(SUPPLIED INFORMATION)

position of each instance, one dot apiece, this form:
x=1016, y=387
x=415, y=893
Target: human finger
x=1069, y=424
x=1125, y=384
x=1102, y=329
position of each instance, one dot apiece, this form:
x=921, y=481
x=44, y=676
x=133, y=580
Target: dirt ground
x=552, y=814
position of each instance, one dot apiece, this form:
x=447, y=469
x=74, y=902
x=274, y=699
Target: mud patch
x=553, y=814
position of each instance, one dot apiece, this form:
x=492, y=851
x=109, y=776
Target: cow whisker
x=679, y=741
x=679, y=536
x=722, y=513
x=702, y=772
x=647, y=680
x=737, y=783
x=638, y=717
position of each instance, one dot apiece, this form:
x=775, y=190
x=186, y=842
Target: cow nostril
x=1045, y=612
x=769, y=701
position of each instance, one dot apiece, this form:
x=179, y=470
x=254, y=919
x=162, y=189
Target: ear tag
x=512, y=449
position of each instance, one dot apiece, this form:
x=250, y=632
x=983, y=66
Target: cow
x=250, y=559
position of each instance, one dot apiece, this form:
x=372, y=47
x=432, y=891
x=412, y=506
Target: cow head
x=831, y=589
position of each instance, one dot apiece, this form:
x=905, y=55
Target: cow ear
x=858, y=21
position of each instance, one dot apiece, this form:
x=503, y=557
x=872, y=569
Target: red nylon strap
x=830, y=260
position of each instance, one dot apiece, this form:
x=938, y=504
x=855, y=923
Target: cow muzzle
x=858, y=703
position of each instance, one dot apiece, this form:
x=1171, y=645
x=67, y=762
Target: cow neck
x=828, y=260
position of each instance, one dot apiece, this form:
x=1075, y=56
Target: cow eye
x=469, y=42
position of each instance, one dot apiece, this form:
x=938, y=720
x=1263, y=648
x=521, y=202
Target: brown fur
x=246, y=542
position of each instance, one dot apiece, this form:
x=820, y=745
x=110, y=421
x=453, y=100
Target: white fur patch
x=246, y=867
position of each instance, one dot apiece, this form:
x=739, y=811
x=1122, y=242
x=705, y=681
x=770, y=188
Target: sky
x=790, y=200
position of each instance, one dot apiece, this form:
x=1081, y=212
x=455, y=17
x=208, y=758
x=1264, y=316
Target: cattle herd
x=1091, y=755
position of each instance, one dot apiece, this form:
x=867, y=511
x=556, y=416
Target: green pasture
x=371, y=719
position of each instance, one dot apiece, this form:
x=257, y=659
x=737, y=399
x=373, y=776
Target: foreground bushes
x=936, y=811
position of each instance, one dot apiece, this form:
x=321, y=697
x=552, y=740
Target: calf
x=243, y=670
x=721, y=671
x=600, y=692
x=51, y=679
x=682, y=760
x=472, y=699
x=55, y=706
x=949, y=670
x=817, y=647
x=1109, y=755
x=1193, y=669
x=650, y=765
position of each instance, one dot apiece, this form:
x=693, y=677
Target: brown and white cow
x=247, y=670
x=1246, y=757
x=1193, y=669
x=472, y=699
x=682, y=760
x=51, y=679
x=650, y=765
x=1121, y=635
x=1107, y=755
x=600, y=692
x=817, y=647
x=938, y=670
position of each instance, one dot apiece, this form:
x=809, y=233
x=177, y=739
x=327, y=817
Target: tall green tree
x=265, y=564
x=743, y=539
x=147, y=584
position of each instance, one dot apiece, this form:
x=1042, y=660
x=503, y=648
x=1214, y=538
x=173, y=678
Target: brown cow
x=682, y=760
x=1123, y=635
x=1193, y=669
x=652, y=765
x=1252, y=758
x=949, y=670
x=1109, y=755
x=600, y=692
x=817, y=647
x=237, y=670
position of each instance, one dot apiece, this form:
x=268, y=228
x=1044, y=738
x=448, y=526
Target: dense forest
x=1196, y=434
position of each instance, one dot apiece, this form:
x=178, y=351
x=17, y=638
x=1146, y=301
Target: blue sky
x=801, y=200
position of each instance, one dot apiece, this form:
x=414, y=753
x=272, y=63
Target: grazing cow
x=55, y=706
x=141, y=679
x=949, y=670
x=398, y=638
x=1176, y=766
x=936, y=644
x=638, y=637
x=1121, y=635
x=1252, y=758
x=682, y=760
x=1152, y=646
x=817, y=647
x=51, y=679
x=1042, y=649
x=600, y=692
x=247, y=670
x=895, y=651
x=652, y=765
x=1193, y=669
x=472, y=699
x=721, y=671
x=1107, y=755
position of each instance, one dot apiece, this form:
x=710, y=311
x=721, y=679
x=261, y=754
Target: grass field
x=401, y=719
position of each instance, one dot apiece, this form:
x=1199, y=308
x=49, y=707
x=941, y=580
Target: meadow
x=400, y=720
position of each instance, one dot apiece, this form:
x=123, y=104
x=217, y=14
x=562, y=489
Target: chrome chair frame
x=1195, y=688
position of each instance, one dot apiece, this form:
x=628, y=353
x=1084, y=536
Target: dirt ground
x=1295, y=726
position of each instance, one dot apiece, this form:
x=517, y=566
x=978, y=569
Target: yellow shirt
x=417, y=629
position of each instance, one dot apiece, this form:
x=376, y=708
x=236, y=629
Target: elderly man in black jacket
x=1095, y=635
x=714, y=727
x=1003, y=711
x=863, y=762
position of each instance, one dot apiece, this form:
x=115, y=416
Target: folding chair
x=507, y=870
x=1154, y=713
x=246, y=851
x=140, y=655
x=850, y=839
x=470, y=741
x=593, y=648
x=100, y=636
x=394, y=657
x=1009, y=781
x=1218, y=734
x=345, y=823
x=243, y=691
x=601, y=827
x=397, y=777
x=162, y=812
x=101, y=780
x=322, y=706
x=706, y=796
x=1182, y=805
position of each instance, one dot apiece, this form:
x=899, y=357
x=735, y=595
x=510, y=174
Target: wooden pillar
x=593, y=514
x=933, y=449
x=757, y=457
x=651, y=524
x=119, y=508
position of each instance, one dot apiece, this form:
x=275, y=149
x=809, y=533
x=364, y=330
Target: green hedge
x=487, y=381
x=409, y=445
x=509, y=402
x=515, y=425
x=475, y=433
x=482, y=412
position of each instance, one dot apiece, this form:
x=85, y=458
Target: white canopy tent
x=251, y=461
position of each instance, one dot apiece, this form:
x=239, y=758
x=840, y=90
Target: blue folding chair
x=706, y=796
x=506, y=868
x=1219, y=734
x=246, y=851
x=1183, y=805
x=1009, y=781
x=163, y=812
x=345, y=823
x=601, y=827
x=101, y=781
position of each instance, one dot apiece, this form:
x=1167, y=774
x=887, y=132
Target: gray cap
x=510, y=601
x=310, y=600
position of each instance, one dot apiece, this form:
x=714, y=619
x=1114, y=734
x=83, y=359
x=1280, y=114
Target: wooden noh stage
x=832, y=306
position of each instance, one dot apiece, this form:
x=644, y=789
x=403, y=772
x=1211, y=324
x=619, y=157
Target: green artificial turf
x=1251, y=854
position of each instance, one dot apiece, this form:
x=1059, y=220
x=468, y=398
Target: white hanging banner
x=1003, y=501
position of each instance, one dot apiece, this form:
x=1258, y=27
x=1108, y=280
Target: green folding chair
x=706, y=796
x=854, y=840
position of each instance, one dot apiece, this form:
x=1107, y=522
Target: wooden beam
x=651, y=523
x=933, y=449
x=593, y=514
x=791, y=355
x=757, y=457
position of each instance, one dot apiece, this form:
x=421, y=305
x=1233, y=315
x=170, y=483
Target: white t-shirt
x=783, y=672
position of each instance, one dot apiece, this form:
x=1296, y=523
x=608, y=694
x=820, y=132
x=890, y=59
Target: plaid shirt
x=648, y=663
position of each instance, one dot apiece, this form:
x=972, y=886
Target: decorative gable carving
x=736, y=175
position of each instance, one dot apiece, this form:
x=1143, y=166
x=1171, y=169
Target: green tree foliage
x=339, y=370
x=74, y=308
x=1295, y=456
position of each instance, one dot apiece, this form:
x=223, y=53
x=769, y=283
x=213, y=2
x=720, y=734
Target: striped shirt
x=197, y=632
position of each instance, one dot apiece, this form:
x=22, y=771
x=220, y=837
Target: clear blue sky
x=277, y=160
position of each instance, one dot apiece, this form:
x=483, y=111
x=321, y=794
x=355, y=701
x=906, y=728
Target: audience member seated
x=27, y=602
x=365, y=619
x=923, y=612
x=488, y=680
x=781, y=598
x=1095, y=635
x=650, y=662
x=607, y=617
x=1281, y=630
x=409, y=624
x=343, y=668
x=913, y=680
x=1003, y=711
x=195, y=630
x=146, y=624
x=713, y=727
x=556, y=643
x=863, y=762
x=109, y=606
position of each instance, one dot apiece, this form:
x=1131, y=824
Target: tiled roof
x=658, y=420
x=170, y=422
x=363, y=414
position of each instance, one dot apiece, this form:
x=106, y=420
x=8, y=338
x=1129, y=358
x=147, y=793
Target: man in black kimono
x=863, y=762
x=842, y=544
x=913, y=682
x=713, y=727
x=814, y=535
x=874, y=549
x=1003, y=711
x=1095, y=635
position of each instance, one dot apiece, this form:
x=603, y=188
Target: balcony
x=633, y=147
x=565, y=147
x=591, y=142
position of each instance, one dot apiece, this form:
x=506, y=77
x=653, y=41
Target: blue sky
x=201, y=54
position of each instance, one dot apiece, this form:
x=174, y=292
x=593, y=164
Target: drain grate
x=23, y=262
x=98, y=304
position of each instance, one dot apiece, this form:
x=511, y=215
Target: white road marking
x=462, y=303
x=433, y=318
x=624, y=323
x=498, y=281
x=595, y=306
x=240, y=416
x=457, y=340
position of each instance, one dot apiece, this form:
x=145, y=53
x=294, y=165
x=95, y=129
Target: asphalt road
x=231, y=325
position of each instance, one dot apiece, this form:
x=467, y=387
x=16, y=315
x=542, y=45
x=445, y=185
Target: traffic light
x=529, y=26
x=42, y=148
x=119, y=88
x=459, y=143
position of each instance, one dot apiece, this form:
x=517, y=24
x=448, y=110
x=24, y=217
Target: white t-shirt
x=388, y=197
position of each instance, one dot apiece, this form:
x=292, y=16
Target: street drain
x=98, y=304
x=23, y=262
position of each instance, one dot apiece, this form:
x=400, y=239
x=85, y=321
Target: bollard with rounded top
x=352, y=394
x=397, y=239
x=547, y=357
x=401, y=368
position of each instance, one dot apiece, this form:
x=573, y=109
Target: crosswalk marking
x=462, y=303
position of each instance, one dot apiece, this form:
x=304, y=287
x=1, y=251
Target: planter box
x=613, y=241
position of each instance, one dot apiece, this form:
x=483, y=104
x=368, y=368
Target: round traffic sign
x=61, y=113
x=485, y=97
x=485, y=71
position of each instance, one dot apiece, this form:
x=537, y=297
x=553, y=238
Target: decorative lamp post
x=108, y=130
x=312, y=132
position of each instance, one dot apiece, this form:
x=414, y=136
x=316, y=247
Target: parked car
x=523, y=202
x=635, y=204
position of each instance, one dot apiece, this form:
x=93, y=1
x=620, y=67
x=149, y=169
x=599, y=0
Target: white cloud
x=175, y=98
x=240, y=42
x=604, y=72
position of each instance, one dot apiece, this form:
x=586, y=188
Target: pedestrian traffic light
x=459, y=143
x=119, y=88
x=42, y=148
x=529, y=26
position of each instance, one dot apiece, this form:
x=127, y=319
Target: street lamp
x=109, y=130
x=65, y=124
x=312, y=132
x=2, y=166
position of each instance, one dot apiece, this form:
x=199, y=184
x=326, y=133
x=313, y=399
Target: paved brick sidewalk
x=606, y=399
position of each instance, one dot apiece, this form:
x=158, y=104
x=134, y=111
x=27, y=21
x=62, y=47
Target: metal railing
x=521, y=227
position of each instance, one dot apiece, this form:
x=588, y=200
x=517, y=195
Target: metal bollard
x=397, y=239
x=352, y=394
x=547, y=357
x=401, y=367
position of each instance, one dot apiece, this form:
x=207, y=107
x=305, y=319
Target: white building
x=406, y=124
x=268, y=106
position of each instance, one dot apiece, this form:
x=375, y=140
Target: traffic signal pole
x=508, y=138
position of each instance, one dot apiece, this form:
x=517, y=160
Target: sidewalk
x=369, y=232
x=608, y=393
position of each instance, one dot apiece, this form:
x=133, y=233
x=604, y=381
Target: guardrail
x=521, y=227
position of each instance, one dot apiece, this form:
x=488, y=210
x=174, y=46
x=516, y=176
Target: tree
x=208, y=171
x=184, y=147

(End SUPPLIED INFORMATION)

» DIRECTIONS:
Repeat, exactly as they stand above, the lines from the line with "Target: metal bollard" to the line with "x=516, y=176", both lines included.

» OUTPUT FOR THIS TASK:
Target: metal bollard
x=397, y=239
x=352, y=394
x=547, y=357
x=401, y=367
position of each instance, one dot apiece, this form:
x=207, y=107
x=305, y=319
Target: white building
x=406, y=124
x=268, y=106
position of each instance, one dot apiece, this form:
x=375, y=140
Target: traffic signal pole
x=508, y=138
position of each instance, one dot apiece, this form:
x=517, y=160
Target: sidewalk
x=369, y=232
x=608, y=393
position of each instance, one dot apiece, this form:
x=133, y=233
x=604, y=381
Target: guardrail
x=521, y=227
position of each instance, one dot apiece, this form:
x=488, y=210
x=174, y=46
x=516, y=176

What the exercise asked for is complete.